EXTRACT PROVIDED>
^^^^^^^^^^^^^^^^
Opposition politicians in the Indian Parliament have staged a noisy walkout to express their anger about the joint statement with Pakistan signed by Prime Minister Manmohan Singh earlier this month.

Opposition protest on the floor of India's Parliament had the speaker of the Lok Sabha, Meira Kumar, at wit's end in a repeated plea for calm.

"Please address the chair. Please address the chair! Honorable member, what is this going on? What is this going on?" asked Kumar.

What was going on was an especially bitter and intense display of dismay among the opposition. It contends foreign powers - implicitly the United States - may have arm-twisted India's prime minister into signing the July 16 joint statement seen as appeasing Pakistan.

Raising particular ire is a reference to Pakistan's troubled Balochistan province in which Islamabad has accused New Delhi of encouraging rebellion.

Lal Krishna Advani is the leader of the BJP, the Bhartiya Janata Party.

"Why is Balochistan mentioned here, which is a joint statement, a joint India-Pakistan statement? And for the first time in all these years. They have been making this allegation earlier also. And I am sure that the prime minister in his talk with Mr. Gilani must have told him that we have nothing to do with it," said Advani.

The finance minister, Pranab Mukherjee, who until recently was foreign minister, told Parliament Balochistan was a "unilateral" reference made by Pakistan in the joint statement. But he went on to say India wants to make it clear it is not meddling in the affairs of its neighbor and long-time rival.

"We do not believe in exporting our ideology. We do not believe in exporting our sphere of influence. We do not believe in the interference in the internal matters of any other country," Mukherjee said.

The BJP, also upset that the joint statement agreed to de-link talking about terrorism from the overall peace process, then staged a walk-out from Parliament.

There is little else the opposition can do at this stage. Mr. Singh's Congress Party and its allies enjoy a comfortable majority in the national legislature, which would make any vote of no confidence a futile exercise.
^^^^^^^^^^^^^^^^
MATERIAL FOR THIS EXERCISE>
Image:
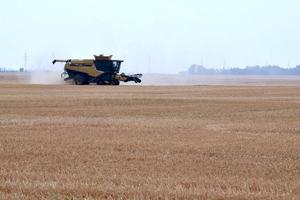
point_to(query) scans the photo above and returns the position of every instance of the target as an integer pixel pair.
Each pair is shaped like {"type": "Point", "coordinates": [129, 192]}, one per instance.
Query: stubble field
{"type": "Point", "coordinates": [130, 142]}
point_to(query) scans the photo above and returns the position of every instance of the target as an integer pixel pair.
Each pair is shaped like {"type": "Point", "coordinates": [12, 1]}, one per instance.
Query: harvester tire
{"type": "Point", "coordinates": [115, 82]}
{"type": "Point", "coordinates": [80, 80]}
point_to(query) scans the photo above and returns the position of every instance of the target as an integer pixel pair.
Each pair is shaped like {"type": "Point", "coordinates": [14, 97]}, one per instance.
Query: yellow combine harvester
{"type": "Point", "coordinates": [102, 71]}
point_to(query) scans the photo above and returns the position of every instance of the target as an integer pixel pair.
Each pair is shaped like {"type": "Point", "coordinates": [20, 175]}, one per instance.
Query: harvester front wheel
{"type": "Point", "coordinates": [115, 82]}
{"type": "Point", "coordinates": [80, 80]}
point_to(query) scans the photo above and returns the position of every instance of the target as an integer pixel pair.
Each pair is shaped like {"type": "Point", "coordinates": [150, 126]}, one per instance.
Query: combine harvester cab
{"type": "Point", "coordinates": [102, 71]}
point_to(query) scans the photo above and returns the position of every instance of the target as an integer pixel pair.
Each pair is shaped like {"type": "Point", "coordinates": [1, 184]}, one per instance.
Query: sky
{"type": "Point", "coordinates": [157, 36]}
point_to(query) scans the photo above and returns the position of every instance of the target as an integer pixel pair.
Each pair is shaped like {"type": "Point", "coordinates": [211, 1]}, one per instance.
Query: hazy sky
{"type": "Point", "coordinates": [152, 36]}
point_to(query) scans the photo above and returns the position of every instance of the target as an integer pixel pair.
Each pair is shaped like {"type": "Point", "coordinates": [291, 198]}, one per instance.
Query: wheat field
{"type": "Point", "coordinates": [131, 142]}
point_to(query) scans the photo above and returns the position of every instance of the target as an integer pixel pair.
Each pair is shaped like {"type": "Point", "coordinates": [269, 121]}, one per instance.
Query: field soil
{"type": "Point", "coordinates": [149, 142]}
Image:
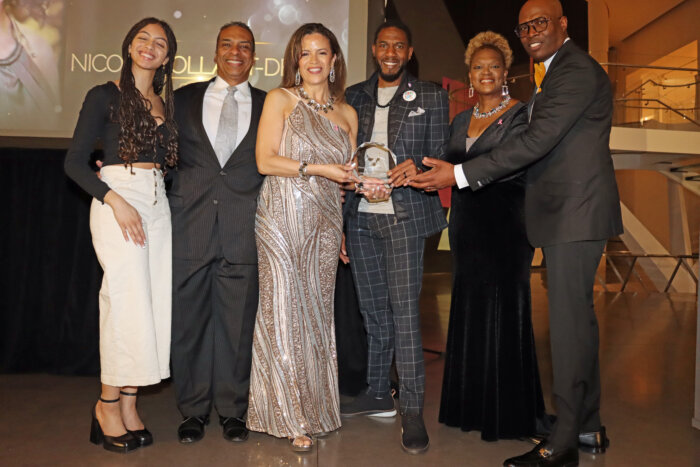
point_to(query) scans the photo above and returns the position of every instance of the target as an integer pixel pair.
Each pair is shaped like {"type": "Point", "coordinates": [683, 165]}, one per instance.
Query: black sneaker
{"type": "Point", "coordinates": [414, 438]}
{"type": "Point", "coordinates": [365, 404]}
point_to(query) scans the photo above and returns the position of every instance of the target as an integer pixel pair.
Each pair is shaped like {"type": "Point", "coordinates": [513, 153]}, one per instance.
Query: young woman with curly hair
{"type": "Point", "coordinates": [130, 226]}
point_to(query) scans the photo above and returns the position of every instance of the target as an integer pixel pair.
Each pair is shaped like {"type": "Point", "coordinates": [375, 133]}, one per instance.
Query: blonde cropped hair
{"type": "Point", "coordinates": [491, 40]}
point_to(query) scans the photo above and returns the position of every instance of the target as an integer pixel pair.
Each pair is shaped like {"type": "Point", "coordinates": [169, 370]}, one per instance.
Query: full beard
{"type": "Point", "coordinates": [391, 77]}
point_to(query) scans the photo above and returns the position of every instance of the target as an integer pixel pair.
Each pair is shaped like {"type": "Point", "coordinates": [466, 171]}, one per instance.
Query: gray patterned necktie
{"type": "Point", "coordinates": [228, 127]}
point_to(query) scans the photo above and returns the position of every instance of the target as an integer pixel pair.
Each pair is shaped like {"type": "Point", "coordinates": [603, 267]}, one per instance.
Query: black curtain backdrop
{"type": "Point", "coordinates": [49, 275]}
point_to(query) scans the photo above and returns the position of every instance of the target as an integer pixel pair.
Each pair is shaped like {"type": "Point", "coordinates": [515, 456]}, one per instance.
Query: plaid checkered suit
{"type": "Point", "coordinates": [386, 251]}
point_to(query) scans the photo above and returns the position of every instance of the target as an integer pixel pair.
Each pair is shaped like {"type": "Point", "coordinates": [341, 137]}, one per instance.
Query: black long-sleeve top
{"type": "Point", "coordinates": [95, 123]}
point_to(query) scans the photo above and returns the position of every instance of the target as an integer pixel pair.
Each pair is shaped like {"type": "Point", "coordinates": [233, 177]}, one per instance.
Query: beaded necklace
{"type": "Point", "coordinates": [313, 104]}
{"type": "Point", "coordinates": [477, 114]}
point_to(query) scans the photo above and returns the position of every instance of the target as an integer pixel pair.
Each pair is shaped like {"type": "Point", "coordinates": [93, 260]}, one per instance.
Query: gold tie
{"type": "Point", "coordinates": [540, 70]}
^^^^^^^^^^^^^^^^
JOBS>
**a)** Reproduce the passage of the article on the Indian Parliament walkout between "Lal Krishna Advani" and "and long-time rival.", inclusive, substituting "Baluchistan" for "Balochistan".
**b)** Express as a numbered list the lines of the records between the start of the records and the line holding "Query: stubble field", inclusive, omitting blank lines and leaving out the pictures.

RESULTS>
**a)**
Lal Krishna Advani is the leader of the BJP, the Bhartiya Janata Party.

"Why is Baluchistan mentioned here, which is a joint statement, a joint India-Pakistan statement? And for the first time in all these years. They have been making this allegation earlier also. And I am sure that the prime minister in his talk with Mr. Gilani must have told him that we have nothing to do with it," said Advani.

The finance minister, Pranab Mukherjee, who until recently was foreign minister, told Parliament Baluchistan was a "unilateral" reference made by Pakistan in the joint statement. But he went on to say India wants to make it clear it is not meddling in the affairs of its neighbor and long-time rival.

**b)**
1. Image:
2. point_to(query) scans the photo above and returns the position of every instance of the target as an integer pixel pair.
3. Each pair is shaped like {"type": "Point", "coordinates": [129, 192]}, one per instance.
4. Query: stubble field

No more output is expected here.